**Your instructions:** Retype all of the data below line for line without changing anything, but leave the pictures out.

[Point annotation data]
--
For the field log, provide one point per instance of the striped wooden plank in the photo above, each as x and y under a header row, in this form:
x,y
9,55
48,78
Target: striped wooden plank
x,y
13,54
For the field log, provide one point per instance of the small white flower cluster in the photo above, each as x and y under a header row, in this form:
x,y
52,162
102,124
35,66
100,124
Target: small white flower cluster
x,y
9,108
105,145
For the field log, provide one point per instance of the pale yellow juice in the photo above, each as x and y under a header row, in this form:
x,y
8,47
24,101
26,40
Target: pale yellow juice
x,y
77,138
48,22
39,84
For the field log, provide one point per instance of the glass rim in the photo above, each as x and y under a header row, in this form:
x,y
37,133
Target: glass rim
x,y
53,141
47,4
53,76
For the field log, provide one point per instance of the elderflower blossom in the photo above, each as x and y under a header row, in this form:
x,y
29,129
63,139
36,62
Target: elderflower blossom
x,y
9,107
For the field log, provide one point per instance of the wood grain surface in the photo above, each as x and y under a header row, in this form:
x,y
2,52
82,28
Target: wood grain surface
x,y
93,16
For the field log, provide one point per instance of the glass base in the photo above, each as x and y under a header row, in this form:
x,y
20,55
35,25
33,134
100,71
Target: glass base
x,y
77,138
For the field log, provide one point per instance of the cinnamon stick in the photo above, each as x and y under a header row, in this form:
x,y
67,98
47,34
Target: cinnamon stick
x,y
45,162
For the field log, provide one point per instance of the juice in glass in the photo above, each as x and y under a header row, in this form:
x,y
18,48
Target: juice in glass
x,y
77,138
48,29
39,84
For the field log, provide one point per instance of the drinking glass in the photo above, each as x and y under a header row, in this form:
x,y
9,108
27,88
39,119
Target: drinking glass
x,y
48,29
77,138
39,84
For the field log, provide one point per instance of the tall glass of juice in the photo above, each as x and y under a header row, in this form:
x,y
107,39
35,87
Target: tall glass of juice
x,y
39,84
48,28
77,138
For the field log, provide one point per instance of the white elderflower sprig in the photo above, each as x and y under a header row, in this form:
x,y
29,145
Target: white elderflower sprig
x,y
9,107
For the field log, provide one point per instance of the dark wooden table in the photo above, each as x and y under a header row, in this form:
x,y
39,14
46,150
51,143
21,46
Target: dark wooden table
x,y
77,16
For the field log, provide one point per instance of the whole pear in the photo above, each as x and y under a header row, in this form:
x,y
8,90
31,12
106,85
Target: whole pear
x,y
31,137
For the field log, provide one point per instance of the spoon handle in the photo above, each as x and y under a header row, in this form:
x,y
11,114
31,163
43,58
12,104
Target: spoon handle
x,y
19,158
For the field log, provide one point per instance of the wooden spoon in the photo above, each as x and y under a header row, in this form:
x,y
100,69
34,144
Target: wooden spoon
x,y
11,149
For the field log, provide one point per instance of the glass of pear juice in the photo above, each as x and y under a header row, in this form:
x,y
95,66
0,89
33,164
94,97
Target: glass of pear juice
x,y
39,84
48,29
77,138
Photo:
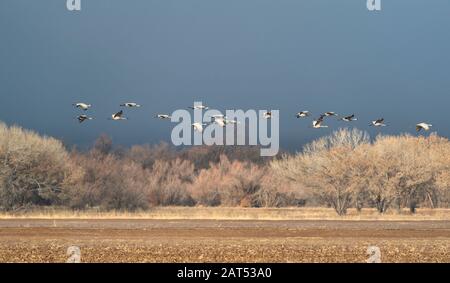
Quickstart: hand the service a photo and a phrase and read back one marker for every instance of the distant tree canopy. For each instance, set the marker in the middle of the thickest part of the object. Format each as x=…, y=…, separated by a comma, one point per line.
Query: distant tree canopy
x=342, y=171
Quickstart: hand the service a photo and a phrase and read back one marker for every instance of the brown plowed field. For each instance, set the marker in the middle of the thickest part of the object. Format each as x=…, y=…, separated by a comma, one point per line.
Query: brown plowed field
x=135, y=240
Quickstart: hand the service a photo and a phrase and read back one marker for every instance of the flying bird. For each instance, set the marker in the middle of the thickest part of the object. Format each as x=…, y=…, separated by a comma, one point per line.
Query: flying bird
x=83, y=118
x=423, y=126
x=303, y=114
x=350, y=118
x=130, y=104
x=83, y=106
x=378, y=123
x=118, y=116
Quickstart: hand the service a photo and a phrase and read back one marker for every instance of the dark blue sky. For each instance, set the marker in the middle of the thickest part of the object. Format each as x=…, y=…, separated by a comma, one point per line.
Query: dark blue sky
x=320, y=55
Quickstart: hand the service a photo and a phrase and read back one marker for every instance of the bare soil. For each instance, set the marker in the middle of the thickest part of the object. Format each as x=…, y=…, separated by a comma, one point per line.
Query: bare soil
x=139, y=240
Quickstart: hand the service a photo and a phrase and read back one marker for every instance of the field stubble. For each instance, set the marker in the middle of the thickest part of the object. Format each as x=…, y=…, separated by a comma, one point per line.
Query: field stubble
x=110, y=239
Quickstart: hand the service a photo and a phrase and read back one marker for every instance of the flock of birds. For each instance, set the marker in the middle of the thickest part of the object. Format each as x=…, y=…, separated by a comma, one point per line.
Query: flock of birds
x=222, y=120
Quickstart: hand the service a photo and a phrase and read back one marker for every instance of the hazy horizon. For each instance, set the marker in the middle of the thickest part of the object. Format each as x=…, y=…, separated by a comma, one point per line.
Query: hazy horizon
x=289, y=55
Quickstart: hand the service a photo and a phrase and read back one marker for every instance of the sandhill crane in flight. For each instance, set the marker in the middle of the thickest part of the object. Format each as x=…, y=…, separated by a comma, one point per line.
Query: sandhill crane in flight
x=163, y=116
x=350, y=118
x=423, y=126
x=83, y=118
x=118, y=116
x=378, y=123
x=83, y=106
x=130, y=104
x=302, y=114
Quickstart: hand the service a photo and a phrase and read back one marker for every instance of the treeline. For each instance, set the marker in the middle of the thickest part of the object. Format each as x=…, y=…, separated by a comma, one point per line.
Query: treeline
x=341, y=171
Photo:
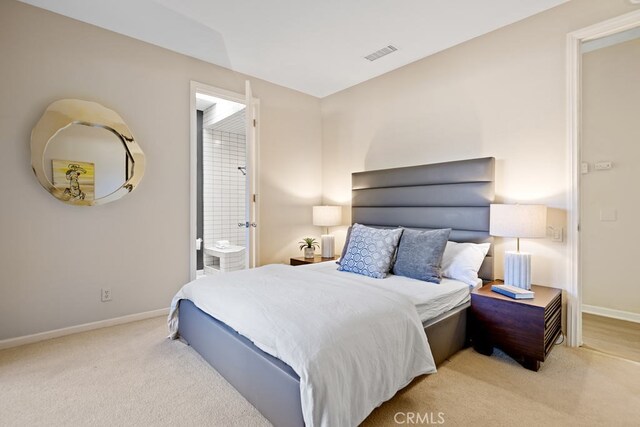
--
**Final result:**
For the field log, provide one point per instance of the striped wooden plank in the photo above, each as x and y under a header row, in this form:
x,y
9,55
48,78
Target: striped wooden plank
x,y
13,54
For the field log, provide one point per instance of the small white flower cluster in the photo above, each as x and y under a header row, in this form:
x,y
52,162
102,124
35,66
100,124
Target: small white flower cluster
x,y
9,108
105,145
For the field log, provide one point per instance of the pale yellow juice in the photo above, each as x and y under a header row, in this form:
x,y
8,47
24,101
26,40
Target: pale yellow juice
x,y
77,138
48,22
39,84
For the field log, provide one point per instance of the glass rim in the photo above, each as x and y under a header row, in this form:
x,y
37,133
Target: glass rim
x,y
53,141
47,4
53,76
For the field log, provide one point per instance of the elderflower blossom in the photo above, each as x and y under a header row, in this form:
x,y
29,129
63,139
36,62
Target: elderflower blossom
x,y
9,107
For the field log, provide one point per instance of the wood grain surface in the photo above, each as x and y under a header row, in this form:
x,y
2,52
82,28
Target: wood grain surface
x,y
93,16
For the field log, provide one point per instance of the glass base in the photo above, each as x and y under a header row, in this form:
x,y
20,55
35,25
33,134
100,71
Target: glass base
x,y
77,138
For the field log, provide one point per instance of the cinnamon stick in the photo above, each as x and y under a header row, in this form:
x,y
67,98
47,34
Target: cinnamon stick
x,y
45,162
For the field log, provide one point per instance of the juice in glass in the photo above, each as x and y under a header row, in this form:
x,y
18,48
Target: juice in glass
x,y
77,138
48,29
39,84
For the field log, provide one point per instance of the drinking glass in the photo above, each as x and y under a header row, in this form:
x,y
9,108
27,88
39,119
Target: drinking glass
x,y
48,29
77,138
39,84
For the field log, provide one point per instance of the tall glass of juice in the photo above, each as x and y under a header row, in this form:
x,y
107,39
35,87
Target: tall glass of juice
x,y
39,84
48,28
77,138
For the field log, provide one point per instance of the white elderflower sprig in the photo above, each as x and y under a header row, in this form:
x,y
29,145
Target: white elderflower sprig
x,y
9,107
For the field log, provide one point per instance of the dark wooden table in the photo above, each as x and y under a header row, in this form:
x,y
39,14
46,150
51,143
21,46
Target: dark wooden table
x,y
77,16
For the field log, provide one point per instance of the whole pear in the photo above, each as x and y under a header row, in this form:
x,y
8,90
31,12
106,85
Target: whole pear
x,y
31,137
For the field log, provide one point per instance of the spoon handle in the photo above, each as x and y under a header row, in this form:
x,y
11,114
31,163
43,58
12,104
Target: spoon handle
x,y
19,158
For the field log, provide one point per instance of the wooden spoon in the photo above, each as x and y under a header row, in this form:
x,y
100,69
34,144
Target: wooden spoon
x,y
11,149
For the field log, provide one point per instance of the glass of pear juice in the photo above, each as x and y under a header row, in this form:
x,y
95,66
0,89
33,164
94,97
Target: glass of pear juice
x,y
39,84
48,29
77,138
Photo:
Quickstart: hand the service a photo and a phrase and read back one marker for every instance of the distant tree canopy. For each instance, set the marker in the middle of the thickest part of the object. Format each as x=…, y=…, separated by a comma, one point per line.
Query: distant tree canopy
x=342, y=171
Quickstart: hand the service a photo and a phrase and read back one marker for every instance of the brown plowed field. For each instance, set the marker in the middle of the thickest part of the object. Format each as x=…, y=…, separated by a comma, one point per line.
Query: brown plowed field
x=135, y=240
Quickstart: hand the service a photo and a phrase and read back one marker for every instance of the flying bird. For each instance, set the marker in the middle of the thickest part of the object. Format each as x=…, y=…, separated by a comma, one point per line.
Query: flying bird
x=83, y=118
x=423, y=126
x=303, y=114
x=350, y=118
x=130, y=104
x=83, y=106
x=378, y=123
x=118, y=116
Quickstart: hand the service a photo and a phrase and read back one marker for every instance of the dark blue sky. For each instance, set the marker in the middle of the thickest part of the object. Format each as x=…, y=…, separated by a comma, one point per line.
Query: dark blue sky
x=320, y=55
Quickstart: hand the service a photo and a phrase and read back one marker for every instance of the bare soil. For each instance, set the marker in the middle of the thickest part of the object. Format each as x=…, y=…, separated by a comma, one point per line.
Query: bare soil
x=139, y=240
Quickstart: hand the service a photo and a phrase and read back one marker for every instance of the field stubble. For each instance, set the marker in the middle of the thickest part of the object. Format each as x=…, y=…, separated by a comma, one point per line.
Query: field stubble
x=110, y=239
Quickstart: hand the service a photo and a phrase and read back one marker for every instance of the flock of birds. For each instance, set the marker in the middle of the thickest part of the object. Format each as x=…, y=…, separated by a comma, one point per line.
Query: flock of birds
x=222, y=120
Quickstart: hand the service a photo and a phrase and read back one marker for every instance of the hazy horizon. For each instance, set the marker in the middle of the thickest part of the object. Format each as x=…, y=…, separated by a comma, one point per line.
Query: hazy horizon
x=289, y=55
Quickstart: hand the service a photo and a phrase and read back one marker for every instance of the sandhill crane in flight. For each instance, set the marker in the middle of the thickest part of the object. Format each as x=…, y=…, separated by a comma, one point per line.
Query: sandhill crane in flight
x=163, y=116
x=350, y=118
x=423, y=126
x=83, y=118
x=118, y=116
x=378, y=123
x=83, y=106
x=130, y=104
x=302, y=114
Quickstart: hand the service a photo and a phrase and read back one marker for every instance of the treeline. For each instance, set the marker in the middle of the thickest part of the object. Format each as x=…, y=…, separated by a comma, one point per line.
Query: treeline
x=341, y=171
Photo:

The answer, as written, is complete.